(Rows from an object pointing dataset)

= = =

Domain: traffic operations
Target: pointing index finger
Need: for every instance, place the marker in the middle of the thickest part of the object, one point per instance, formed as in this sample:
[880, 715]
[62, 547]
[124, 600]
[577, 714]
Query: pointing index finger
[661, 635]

= = =

Set problem> Rewrite every one of the records above, replacing "marker" with "dot" and keeping everything else the same.

Result of this task>
Domain: traffic operations
Target: pointing index finger
Need: for every instance, place the dot in the middle of the thickest part of the object, one point per instance, formed as in this sample:
[880, 715]
[62, 547]
[124, 600]
[577, 714]
Query: pointing index finger
[661, 635]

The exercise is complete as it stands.